▶ _EXERCISE OBJECTIVE_: Report each line of the entries that contains the word "dome", copied in full.

-------- AVAILABLE RECORDS

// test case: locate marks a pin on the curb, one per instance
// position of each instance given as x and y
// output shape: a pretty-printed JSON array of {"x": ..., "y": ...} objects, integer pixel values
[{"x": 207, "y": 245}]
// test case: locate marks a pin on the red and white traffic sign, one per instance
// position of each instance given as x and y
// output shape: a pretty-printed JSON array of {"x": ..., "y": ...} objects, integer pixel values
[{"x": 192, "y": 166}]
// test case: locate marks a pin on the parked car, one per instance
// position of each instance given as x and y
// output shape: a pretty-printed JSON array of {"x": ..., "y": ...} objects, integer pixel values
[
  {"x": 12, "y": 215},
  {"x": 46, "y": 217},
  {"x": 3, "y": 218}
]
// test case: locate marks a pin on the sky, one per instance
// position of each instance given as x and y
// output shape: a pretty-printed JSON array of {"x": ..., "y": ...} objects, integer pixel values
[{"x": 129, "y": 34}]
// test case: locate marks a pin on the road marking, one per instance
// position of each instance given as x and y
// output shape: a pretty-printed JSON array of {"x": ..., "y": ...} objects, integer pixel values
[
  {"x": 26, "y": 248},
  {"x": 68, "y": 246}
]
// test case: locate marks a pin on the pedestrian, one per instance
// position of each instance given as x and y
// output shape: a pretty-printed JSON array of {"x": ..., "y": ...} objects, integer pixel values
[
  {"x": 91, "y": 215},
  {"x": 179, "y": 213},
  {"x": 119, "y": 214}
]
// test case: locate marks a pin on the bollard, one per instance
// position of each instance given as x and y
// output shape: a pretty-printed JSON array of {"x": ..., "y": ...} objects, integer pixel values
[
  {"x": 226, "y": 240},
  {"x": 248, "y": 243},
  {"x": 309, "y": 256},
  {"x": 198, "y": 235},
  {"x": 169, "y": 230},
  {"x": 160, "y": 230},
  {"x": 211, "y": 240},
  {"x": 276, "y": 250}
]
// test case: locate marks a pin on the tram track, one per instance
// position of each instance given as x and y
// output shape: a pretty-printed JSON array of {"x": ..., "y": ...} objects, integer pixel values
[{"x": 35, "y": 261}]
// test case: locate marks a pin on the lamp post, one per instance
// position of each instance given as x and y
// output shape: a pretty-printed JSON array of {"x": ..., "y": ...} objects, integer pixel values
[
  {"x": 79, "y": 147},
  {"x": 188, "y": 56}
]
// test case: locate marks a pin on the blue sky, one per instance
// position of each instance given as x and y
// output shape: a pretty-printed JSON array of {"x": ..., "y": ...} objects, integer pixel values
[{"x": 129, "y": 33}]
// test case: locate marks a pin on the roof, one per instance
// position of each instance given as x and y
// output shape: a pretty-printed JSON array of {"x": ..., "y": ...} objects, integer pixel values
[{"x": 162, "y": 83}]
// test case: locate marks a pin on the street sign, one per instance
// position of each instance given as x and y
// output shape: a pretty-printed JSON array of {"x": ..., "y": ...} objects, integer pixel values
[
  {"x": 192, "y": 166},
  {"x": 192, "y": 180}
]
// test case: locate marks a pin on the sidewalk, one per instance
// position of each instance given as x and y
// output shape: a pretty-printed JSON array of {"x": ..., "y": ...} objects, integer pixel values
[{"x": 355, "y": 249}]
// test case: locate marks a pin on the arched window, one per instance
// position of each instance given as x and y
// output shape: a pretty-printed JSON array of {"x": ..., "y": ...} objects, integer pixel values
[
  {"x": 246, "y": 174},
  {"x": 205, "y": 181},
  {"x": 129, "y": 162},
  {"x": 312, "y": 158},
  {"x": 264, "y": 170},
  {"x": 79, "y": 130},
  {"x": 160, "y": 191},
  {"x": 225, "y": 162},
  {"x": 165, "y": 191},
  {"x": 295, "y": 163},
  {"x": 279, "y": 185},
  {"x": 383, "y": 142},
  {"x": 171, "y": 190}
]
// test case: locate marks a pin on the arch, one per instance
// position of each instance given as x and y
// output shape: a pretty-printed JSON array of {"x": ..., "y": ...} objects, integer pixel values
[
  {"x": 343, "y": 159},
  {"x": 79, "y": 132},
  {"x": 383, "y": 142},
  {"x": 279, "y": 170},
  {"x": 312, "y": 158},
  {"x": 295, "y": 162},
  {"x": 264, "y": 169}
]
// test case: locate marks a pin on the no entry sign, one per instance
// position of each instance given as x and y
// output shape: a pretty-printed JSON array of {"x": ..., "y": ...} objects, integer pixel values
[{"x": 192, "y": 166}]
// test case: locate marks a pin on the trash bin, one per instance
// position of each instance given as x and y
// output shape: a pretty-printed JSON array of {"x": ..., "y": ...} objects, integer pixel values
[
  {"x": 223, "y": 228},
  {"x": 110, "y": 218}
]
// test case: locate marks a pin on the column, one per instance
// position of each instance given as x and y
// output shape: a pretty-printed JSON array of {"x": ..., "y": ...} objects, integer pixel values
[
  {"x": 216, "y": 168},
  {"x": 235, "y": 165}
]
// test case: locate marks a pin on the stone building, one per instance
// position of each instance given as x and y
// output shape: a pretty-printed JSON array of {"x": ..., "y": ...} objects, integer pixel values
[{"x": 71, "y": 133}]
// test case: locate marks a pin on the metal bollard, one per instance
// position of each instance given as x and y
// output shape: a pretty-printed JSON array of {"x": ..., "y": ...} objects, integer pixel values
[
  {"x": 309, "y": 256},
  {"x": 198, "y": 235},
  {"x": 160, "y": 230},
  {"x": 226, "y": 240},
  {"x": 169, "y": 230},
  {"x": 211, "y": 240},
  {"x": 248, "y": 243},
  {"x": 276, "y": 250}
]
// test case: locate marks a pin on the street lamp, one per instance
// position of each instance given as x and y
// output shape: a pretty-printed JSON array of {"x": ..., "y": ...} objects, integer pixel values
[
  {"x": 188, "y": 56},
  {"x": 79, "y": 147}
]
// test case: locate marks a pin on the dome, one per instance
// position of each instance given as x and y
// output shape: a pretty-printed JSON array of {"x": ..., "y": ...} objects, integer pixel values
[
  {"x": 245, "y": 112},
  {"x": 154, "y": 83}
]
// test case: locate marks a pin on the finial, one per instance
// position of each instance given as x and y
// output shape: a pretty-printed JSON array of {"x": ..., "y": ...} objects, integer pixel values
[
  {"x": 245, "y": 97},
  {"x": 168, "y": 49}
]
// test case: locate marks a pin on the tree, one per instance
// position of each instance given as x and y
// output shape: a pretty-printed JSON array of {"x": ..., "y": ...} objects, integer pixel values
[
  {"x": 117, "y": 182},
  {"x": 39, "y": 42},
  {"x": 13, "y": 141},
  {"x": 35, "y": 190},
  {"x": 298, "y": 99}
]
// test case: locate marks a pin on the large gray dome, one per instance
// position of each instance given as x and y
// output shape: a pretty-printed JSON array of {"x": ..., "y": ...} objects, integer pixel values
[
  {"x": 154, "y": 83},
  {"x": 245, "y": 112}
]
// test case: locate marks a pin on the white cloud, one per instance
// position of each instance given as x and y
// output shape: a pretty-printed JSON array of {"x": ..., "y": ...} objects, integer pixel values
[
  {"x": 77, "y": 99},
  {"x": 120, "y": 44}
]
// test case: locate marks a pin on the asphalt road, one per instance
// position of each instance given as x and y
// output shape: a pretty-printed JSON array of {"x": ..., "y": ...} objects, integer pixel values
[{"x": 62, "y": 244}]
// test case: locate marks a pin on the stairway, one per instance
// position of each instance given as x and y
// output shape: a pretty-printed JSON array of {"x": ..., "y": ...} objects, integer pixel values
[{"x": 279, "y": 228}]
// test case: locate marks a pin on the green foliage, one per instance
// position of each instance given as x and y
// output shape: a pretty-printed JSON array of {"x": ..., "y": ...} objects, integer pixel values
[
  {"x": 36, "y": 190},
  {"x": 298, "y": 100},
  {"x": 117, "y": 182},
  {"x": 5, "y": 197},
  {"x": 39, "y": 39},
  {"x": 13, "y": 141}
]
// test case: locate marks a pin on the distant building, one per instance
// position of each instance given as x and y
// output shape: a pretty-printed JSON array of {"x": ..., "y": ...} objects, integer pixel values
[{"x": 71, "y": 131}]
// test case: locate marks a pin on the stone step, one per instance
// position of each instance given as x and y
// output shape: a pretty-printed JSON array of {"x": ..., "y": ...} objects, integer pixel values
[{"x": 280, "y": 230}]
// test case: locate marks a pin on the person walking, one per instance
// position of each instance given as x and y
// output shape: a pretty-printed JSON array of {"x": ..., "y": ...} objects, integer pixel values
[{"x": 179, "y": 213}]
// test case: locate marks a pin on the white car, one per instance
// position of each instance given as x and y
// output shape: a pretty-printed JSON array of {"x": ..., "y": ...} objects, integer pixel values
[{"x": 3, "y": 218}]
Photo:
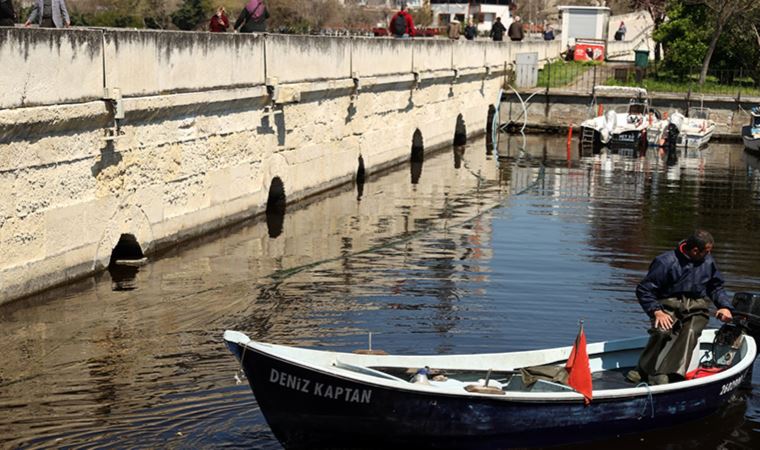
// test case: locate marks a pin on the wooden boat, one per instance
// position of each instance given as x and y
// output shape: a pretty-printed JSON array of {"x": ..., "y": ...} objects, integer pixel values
[
  {"x": 751, "y": 132},
  {"x": 314, "y": 398},
  {"x": 618, "y": 128}
]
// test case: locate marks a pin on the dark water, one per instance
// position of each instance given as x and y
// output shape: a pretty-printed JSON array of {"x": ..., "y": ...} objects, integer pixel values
[{"x": 482, "y": 254}]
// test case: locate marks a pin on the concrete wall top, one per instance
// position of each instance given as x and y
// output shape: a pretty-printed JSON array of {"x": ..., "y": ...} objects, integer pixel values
[
  {"x": 432, "y": 54},
  {"x": 46, "y": 67},
  {"x": 49, "y": 66},
  {"x": 149, "y": 62},
  {"x": 468, "y": 55},
  {"x": 296, "y": 58},
  {"x": 377, "y": 56},
  {"x": 497, "y": 53}
]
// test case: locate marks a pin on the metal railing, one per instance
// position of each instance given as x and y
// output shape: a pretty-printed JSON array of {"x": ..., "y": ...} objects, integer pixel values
[{"x": 581, "y": 78}]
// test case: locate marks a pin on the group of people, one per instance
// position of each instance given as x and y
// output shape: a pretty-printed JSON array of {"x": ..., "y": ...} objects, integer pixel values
[
  {"x": 252, "y": 19},
  {"x": 54, "y": 14}
]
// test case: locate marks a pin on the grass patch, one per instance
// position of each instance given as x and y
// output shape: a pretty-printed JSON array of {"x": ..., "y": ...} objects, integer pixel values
[
  {"x": 562, "y": 73},
  {"x": 666, "y": 83}
]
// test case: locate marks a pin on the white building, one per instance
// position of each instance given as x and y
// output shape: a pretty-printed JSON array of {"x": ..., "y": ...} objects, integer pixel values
[
  {"x": 483, "y": 12},
  {"x": 584, "y": 22}
]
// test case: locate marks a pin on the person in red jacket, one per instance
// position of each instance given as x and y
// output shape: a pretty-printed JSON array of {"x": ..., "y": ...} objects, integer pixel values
[
  {"x": 219, "y": 23},
  {"x": 402, "y": 24}
]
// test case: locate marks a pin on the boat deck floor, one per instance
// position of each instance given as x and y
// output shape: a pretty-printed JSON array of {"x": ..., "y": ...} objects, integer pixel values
[{"x": 607, "y": 379}]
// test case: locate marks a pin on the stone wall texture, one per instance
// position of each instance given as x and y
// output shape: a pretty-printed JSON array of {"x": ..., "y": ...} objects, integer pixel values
[{"x": 209, "y": 121}]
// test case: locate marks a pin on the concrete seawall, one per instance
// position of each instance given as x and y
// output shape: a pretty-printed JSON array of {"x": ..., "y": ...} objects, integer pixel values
[{"x": 163, "y": 136}]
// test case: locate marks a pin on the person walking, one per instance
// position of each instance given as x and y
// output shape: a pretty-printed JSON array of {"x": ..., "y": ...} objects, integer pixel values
[
  {"x": 219, "y": 22},
  {"x": 253, "y": 18},
  {"x": 515, "y": 30},
  {"x": 470, "y": 31},
  {"x": 453, "y": 31},
  {"x": 7, "y": 15},
  {"x": 402, "y": 24},
  {"x": 549, "y": 33},
  {"x": 676, "y": 294},
  {"x": 49, "y": 14},
  {"x": 620, "y": 33},
  {"x": 497, "y": 30}
]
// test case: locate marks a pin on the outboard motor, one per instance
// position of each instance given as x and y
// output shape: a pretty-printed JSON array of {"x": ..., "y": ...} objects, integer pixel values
[{"x": 729, "y": 337}]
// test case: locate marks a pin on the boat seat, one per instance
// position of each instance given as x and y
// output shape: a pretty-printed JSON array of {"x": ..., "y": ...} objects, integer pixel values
[
  {"x": 365, "y": 371},
  {"x": 516, "y": 384}
]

----------------

▶ _SOLUTION TO THIS TASK_:
// test case: locate marks a pin on the dome, one per instance
// test case: locate marks a pin on the large gray dome, one per instance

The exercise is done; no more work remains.